### Source document
Government reaches agreement ahead of EU budget talks starting Thursday

Stenbock House, seat of the Estonian government, in Tallinn.
Stenbock House, seat of the Estonian government, in Tallinn. Source: Siim Lõvi /ERR

Estonia sees greater contribution to achieving the goals of the EU's cohesion policy, the Common Agricultural Policy (CAP) and infrastructure projects like Rail Baltic and electricity grid synchronization as key areas in European Union negotiations for the 2021-2027 period, soon to commence.

Prime Minister Jüri Ratas (Center) is set to represent Estonia at an extraordinary meeting of the Council of the European Union in Brussels from February 20, the government's communication office said Tuesday.

"It continues to be in Estonia's interests to support the necessary, meaning the biggest possible size of the budget for attaining the EU's common goals," Ratas said via a government press release, following a cabinet meeting Tuesday.

"It is in our interests that there be greater flexibility in the use of EU cohesion fund monies, an increase in direct support for farmers, and continuation in financing of the Rail Baltic project. The combined effect of these investments will help us implement a green turnaround, become more innovative and continue advancing both the economy as well as the social environment," he continued.

Estonia has committed to the EU's goal of being climate-neutral by 2050. Estonia itself holds the portfolio for energy at the commission. Kadri Simson (Center) is the European Commissioner for Estonia.

Estonia a growing economy

Whereas Estonia, which joined the EU in 2004, had been a low purchasing power member state in the past, its economy has been growing rapidly since then, crossing the 75 percent threshold of average EU purchasing power per resident, Ratas said.

This means Estonia has to start contributing more financially towards EU common goals itself, now the country falls among the so-called transition regions in the EU, and cohesion policy funds available will concomitantly fall, with significantly higher co-financing ratios applying in the use of EU monies.

In order for development to continue, Ratas said it is vital for Estonia to be able to use EU funds as effectively as possible going forward, and for the ratio of own financing to grow not too steeply, but instead step by step.

### Information shown
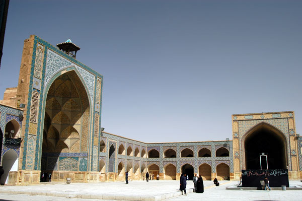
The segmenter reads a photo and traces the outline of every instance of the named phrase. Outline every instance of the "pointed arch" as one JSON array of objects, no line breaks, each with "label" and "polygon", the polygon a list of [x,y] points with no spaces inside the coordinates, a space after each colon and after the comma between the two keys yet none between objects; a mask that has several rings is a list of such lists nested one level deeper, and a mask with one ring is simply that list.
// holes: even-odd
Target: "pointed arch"
[{"label": "pointed arch", "polygon": [[230,180],[230,166],[224,163],[220,163],[216,166],[216,174],[218,180]]},{"label": "pointed arch", "polygon": [[198,157],[210,157],[211,151],[207,148],[202,148],[198,151]]},{"label": "pointed arch", "polygon": [[173,149],[168,149],[164,152],[164,158],[176,158],[176,152]]},{"label": "pointed arch", "polygon": [[201,175],[202,179],[211,180],[212,178],[212,169],[211,166],[206,163],[203,163],[199,166],[198,174]]},{"label": "pointed arch", "polygon": [[176,180],[176,167],[171,163],[166,165],[164,168],[165,180]]},{"label": "pointed arch", "polygon": [[138,148],[135,148],[135,150],[134,151],[134,156],[135,157],[139,157],[139,150]]},{"label": "pointed arch", "polygon": [[148,158],[160,158],[160,152],[155,149],[148,152]]},{"label": "pointed arch", "polygon": [[216,150],[216,157],[229,157],[230,156],[230,152],[228,149],[224,147],[220,147]]},{"label": "pointed arch", "polygon": [[183,149],[180,153],[180,157],[183,158],[194,157],[194,152],[191,149],[185,148]]},{"label": "pointed arch", "polygon": [[118,148],[118,154],[121,155],[125,155],[125,147],[122,144],[121,144]]},{"label": "pointed arch", "polygon": [[133,155],[132,149],[131,147],[129,146],[128,147],[128,149],[127,149],[127,156],[132,156]]},{"label": "pointed arch", "polygon": [[5,130],[6,138],[21,138],[20,124],[15,119],[13,119],[7,123]]},{"label": "pointed arch", "polygon": [[[251,128],[241,140],[243,169],[260,169],[259,153],[269,156],[266,169],[287,169],[289,145],[284,134],[273,125],[261,122]],[[257,145],[255,146],[254,145]],[[244,163],[245,162],[245,163]]]},{"label": "pointed arch", "polygon": [[101,140],[100,142],[100,151],[101,152],[106,152],[106,145],[103,140]]}]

### Tasks
[a] Reproduce word for word the passage of the article on Estonia's EU budget priorities that begins at the words "Prime Minister Jüri" and stops after the words "cabinet meeting Tuesday.".
[b] How would you translate this sentence from the article on Estonia's EU budget priorities into French: "Estonia has committed to the EU's goal of being climate-neutral by 2050."?
The data comes from a separate source unrelated to the article on Estonia's EU budget priorities.

### Solutions below
[a]
Prime Minister Jüri Ratas (Center) is set to represent Estonia at an extraordinary meeting of the Council of the European Union in Brussels from February 20, the government's communication office said Tuesday.

"It continues to be in Estonia's interests to support the necessary, meaning the biggest possible size of the budget for attaining the EU's common goals," Ratas said via a government press release, following a cabinet meeting Tuesday.

[b] L'Estonie s'est engagée à atteindre l'objectif de l'UE de neutralité climatique d'ici 2050.